- **Exercise requirements**
A. Answer these questions from the SEO conversation transcript:
(i) How many keywords does Jules White say the site has?
(ii) What kind of intent did Jules filter the keywords for?
(iii) How many searches a month does the keyword Jules picks get?
B. In the SEO conversation transcript, turn the paragraph beginning "So I'm looking for something where" into a short list that keeps its main facts.
C. Extend the SEO conversation transcript, picking up after its final line.

- **Page extract**
◆ ◆ ◆ ◆
Candice Mason: Yeah, there's, and I've been really, I've really put quite a bit of effort into it last year, so I'm hoping what you see is what I've managed to create in terms of getting PR.
Jules White: Yeah, yeah. I mean, a bit of authority.
Yeah. That is so important, and especially as we are moving more into AI search, then being that authority on your topics is. So, so important.
But sometimes when we're doing PR, we don't necessarily think about, okay, can I get a backlink from that? So sometimes it's just a case of reaching out and just thinking sort of strategically about, okay, may, where could I get backlinks?
Really? But that's something that is not necessarily something you would do immediately if you were thinking about how can I use this, this amazing content I've already got to get more traffic to myself.
Candice Mason: Yeah. Yeah.
Jules White: But, the fact that you've got 2000 keywords is really good. It means you've got, you've got a lot of potential there and that, that's where I really love diving in, where people have, have got content there.
They have been live for a while, the site's been live for a while, and you've got that potential. I.
Okay. I just had a little look at, I was thinking, okay, what would be a good page for us to look at and kind of look at the, the, the structure of I've filtered this so this isn't all of your keywords. I was looking for keywords that had a commercial intent where people are actually trying to, buy something or they're looking for more information about buying something.
Thing. And I looked for, you know, the ones that have got the most sort of search volume.
And I was looking through this list. This is kind of your average position and this, uh, it's, it's, these tools are never a hundred percent. So it's kind of given us an idea of where you are.
So I'm looking for something where, obviously it's commercial intent. It's got a fairly low difficulty score, so it's not really too difficult to actually rank for that. It's got a decent number of searches a month, 590 searches a month is certainly not to be sniffed at really.
And then you are in position 24 for that.
So that's something like if I were look, was looking at all of these numbers here, I'd be thinking, think it was these two were both the same sort of search intent, so teas for constipation and tea to drink for cons. Constipation, you are in position 16 and 24.
It's around 17, 18. The difficulty, which is not too difficult.
◆ ◆ ◆ ◆
[Dataset entries]
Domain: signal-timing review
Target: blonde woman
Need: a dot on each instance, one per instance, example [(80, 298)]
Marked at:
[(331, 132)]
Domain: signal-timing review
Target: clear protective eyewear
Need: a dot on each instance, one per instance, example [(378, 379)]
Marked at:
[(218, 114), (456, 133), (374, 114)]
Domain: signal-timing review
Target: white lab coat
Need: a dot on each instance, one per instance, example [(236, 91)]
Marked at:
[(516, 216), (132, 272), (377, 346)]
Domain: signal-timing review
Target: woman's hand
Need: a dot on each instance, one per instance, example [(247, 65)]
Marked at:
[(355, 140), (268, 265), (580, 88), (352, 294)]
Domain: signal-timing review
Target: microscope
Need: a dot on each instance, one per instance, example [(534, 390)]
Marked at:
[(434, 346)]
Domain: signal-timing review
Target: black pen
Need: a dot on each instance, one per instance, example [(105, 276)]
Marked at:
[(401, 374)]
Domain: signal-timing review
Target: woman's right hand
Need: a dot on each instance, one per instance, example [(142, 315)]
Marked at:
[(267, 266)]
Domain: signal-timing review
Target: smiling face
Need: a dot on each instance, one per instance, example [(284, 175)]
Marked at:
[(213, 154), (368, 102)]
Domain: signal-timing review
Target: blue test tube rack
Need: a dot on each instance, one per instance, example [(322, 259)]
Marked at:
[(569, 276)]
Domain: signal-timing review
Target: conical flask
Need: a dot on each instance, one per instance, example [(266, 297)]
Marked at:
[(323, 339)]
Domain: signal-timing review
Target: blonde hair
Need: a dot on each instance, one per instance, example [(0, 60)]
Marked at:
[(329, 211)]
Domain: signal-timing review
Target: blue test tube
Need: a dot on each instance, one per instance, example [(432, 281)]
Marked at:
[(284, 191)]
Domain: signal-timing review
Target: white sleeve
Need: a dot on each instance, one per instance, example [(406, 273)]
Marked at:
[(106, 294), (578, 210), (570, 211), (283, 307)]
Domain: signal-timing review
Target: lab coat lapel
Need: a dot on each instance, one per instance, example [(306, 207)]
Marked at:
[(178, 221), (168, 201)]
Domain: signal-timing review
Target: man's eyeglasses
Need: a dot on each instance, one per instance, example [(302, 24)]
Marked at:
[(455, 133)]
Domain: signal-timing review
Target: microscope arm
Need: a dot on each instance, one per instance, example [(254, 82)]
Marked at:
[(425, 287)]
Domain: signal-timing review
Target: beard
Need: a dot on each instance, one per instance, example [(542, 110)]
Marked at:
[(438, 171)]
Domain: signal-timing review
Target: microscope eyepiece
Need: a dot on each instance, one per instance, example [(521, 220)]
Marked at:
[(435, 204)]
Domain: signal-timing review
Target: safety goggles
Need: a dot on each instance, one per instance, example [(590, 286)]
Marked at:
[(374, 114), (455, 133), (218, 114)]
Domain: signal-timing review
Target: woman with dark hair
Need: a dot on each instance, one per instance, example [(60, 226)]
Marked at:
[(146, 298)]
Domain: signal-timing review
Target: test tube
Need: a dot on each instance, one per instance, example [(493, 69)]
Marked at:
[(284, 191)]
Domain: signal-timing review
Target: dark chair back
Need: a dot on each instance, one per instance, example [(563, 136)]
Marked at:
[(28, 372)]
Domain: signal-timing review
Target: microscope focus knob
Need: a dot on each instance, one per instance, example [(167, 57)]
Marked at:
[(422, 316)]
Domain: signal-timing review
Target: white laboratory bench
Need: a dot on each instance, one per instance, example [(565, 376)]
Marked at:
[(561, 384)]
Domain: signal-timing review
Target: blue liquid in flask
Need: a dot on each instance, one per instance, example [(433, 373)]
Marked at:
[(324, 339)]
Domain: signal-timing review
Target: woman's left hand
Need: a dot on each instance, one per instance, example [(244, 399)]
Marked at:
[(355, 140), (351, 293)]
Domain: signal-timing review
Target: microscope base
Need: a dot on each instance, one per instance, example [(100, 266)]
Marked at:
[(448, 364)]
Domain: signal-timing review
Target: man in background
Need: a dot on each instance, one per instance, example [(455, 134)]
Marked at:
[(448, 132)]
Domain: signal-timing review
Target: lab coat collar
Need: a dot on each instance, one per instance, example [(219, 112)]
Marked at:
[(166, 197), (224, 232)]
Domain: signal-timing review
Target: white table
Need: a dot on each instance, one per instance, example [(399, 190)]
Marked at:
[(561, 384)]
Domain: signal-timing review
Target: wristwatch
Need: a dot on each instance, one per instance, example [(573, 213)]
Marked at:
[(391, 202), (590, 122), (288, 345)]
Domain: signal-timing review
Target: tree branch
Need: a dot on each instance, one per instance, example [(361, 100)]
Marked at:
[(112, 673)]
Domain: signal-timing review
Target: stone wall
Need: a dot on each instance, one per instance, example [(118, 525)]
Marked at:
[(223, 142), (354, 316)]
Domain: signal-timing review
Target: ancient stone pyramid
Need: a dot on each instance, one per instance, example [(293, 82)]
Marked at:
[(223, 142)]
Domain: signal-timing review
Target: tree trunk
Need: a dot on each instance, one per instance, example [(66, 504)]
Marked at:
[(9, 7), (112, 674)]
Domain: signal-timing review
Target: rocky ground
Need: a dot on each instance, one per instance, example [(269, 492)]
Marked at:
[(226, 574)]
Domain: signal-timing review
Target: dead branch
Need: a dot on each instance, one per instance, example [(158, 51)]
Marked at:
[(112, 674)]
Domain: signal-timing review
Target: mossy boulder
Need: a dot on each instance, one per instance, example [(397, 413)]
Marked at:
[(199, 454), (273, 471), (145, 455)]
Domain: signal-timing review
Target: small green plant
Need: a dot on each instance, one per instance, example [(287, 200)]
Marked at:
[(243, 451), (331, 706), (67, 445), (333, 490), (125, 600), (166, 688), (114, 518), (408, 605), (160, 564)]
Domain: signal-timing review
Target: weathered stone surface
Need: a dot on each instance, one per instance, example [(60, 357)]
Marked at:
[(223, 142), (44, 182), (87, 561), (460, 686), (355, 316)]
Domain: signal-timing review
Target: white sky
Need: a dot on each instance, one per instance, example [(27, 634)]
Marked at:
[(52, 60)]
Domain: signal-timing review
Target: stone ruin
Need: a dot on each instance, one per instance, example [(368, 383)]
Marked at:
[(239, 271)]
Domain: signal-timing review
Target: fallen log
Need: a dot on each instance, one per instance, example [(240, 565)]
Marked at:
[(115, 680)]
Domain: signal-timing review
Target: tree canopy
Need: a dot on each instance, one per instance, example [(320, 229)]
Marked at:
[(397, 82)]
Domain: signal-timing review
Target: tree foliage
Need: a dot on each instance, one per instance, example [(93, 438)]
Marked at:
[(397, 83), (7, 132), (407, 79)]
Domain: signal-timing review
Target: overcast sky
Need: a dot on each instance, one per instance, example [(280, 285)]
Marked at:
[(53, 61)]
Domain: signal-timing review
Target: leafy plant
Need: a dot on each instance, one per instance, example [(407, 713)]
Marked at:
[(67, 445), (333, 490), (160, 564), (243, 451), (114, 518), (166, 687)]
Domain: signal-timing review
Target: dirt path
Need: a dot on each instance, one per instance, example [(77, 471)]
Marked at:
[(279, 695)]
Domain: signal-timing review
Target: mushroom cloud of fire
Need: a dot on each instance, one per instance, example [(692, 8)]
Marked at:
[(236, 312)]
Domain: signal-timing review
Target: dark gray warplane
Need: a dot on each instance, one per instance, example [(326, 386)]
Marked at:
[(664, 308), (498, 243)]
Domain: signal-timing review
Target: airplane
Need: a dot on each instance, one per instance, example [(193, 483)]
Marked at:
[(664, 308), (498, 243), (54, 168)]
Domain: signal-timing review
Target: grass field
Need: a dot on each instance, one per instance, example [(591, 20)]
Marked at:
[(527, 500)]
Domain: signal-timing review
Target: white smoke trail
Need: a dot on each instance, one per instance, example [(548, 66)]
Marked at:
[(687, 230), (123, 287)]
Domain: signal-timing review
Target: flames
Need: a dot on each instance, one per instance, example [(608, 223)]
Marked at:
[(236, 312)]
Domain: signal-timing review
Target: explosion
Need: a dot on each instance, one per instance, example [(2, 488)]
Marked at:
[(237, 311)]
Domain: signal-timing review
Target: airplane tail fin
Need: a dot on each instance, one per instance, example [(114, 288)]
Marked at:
◆ ◆ ◆ ◆
- **Answer list**
A.
(i) 2000 keywords
(ii) Commercial intent, where people are trying to buy something or want more information about buying something
(iii) 590 searches a month

B.
- The keyword has commercial intent.
- It has a fairly low difficulty score, so it isn't too hard to rank for.
- It gets a decent 590 searches a month.

C.
Simple Ways to Boost Blog Conversions
Jules White: And then I looked at what page this was and obviously this is your page that about 10 herbal teas for constipation relief.
Yeah. So if I was looking at this blog post and looking at how we could optimise this for you for conversions, one of the things I, I would probably do immediately in here is create your own kind of banner ad. So is there one particular, one particular tea of yours that.
Relates to constipation. I dunno why, like we've ended up on talking about poo!, great subject.
Yeah, absolutely. If that's what people are looking for,
Candice Mason: I would probably say the hydrate would be sort of go to with that one. But yeah, maybe, maybe the energise, um, the hibiscus in the energise would also, uh, support you in that way.
Jules White: Yeah, absolutely.
I mean, so I'm just thinking of, okay, how, if you are, if you can then just do a little bit to this blog post to get a bit more traffic. Coming through it.
So getting you up the ranking. So you are, you're not in position 24 or 16, you are moving onto page one, where, where that really starts to make a difference. And then you can think about, okay, how can we get that even higher up, up this rankings?
But then thinking about, okay, if somebody's landing on this, it was a commercial intent. So they want something that's gonna help them.
They're gonna, they want a tea that's gonna help them with constipation. And if you've got something that will solve that.
Having that here and creating it more like a banner ad for yourself.
Okay. That's interesting.
Yeah.
So having it almost, you could all, you could have it if you're trying to grow your email list, you could have it as like a content upgrade where somebody can read about the other things.
Candice Mason: Yeah. So one of the things that I'm just about to implement is a kind of, I guess like a lead magnet, I suppose you would call it.
So on some of the pages I was going to add. A popup that was unique to certain blogs.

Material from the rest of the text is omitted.